# ballast for t5h0 used by diys



## m-jackson (Dec 23, 2008)

Hi
I like to know what ballast you DIYs are using for the 24watt ho and the 39 watt ho. That is for the 24 " (like 29 gallons, 20 long and so forth) and the 36 inch( for the 30 to forty-five gallon which is 24 inches deep. I believe as I go up to the four foot level(75 gallons) the cheapness of t8 shop fixtures would be hard to beat. I am currently using twin 24 watt t5ho(nova series) on my 29 over 20 combo and they do well (could use one more t5h0 in there). I often add a cpf extra fixture every few days if they could use more light. I been looking at some 37 gallons aquariums (same as 29 but deeper 22 inches I think) and am trying to figure out how I wish to do this. I don't really want mh so I am thinking about a diy hood with t5ho. I don't like the price of the ballast I seen so far. It would be cheaper to buy two of the novas. Also on the reflector is there a cheap place to get these? From what I have seen so far It would be cheaper to buy the longest reflector you could find and cut it up into several shorter ones. Thanks for all heads up. I really like deep tanks with large crypts and angelfish, discus, rainbows etc. (darn inverse square law, let's repeal it. Here, I will start it up. I present to you a bi-partisan bill full of pork for both sides and little to do with the subject at hand, ie the laws concerning the transmission of light...)


----------



## niko (Jan 28, 2004)

Yes, chopping up a long reflector is the way to save money on them. Just make sure the company you are ordering from publishes the actual length of the reflector so you short change them and not the other way around.

The ballast - cheapest and really good for T5HO - Workhorse 3 or 5.

Where to get - reefgeek.com

Bulbs that can grow plants in a 2 ft. deep tank using only 48 watts of electricity - Giesemann Midday T5HO. Everything other bulb is laughable at the same wattage and tank depth. Look at the different pictures in this thread. One of his two 24 watt Giesemann Midday bulbs didn't even have a reflector!
http://www.aquaticplantcentral.com/...tic-plant-club/55198-starting-up-today-9.html

Your questions are easy. Come up with harder ones! 

--Nikolay


----------



## freydo (Jan 7, 2006)

for DIY you can with Ice Cap ballasts. they are good quality but pretty pricey. you can also go with Fulham Workhorse ballasts, good quality as well, but cheaper than the ice caps.

_SUPPLIED MATERIAL_:
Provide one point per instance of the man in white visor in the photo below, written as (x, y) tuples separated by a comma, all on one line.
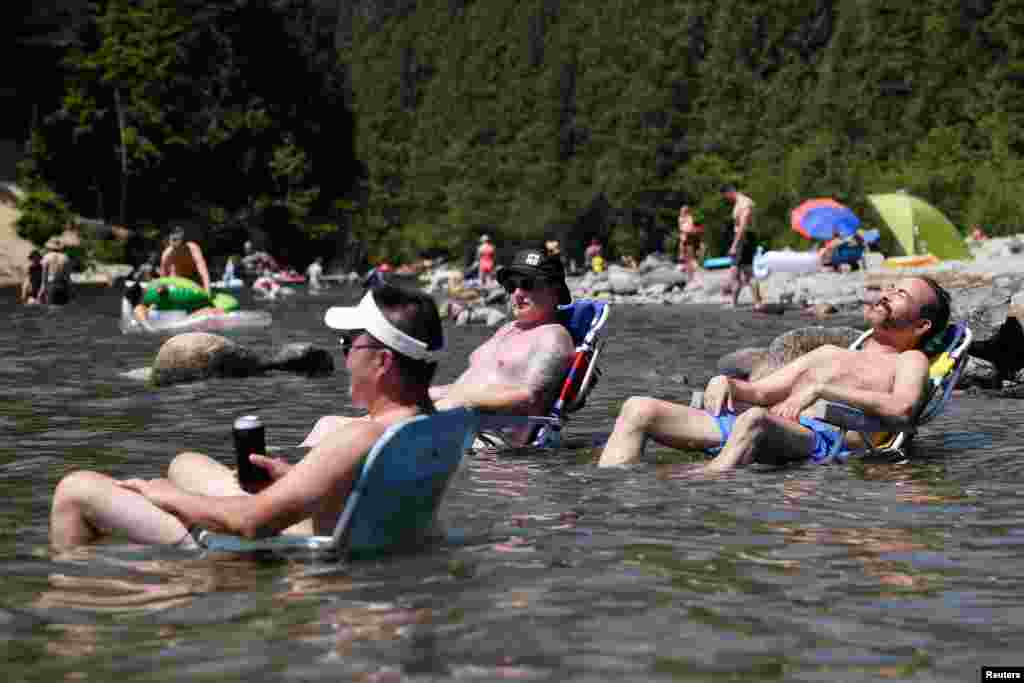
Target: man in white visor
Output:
[(391, 341), (519, 370)]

_REQUIRED TASKS_:
a - According to the T5HO ballast thread, where can the Workhorse 3 or 5 ballast be bought?
b - In the T5HO ballast thread, rewrite the paragraph beginning "Yes, chopping up a long reflector" more briefly, keeping its main facts.
c - Reproduce the T5HO ballast thread word for word between "## niko (Jan" and "with harder ones!", inclusive.
The lines above come from a separate source, not from the T5HO ballast thread.

_WORKED ANSWERS_:
a - reefgeek.com

b - Cutting a long reflector into shorter pieces saves money. Order from a company that publishes the reflector's actual length, so the shortfall is theirs and not yours.

c -
## niko (Jan 28, 2004)

Yes, chopping up a long reflector is the way to save money on them. Just make sure the company you are ordering from publishes the actual length of the reflector so you short change them and not the other way around.

The ballast - cheapest and really good for T5HO - Workhorse 3 or 5.

Where to get - reefgeek.com

Bulbs that can grow plants in a 2 ft. deep tank using only 48 watts of electricity - Giesemann Midday T5HO. Everything other bulb is laughable at the same wattage and tank depth. Look at the different pictures in this thread. One of his two 24 watt Giesemann Midday bulbs didn't even have a reflector!
http://www.aquaticplantcentral.com/...tic-plant-club/55198-starting-up-today-9.html

Your questions are easy. Come up with harder ones!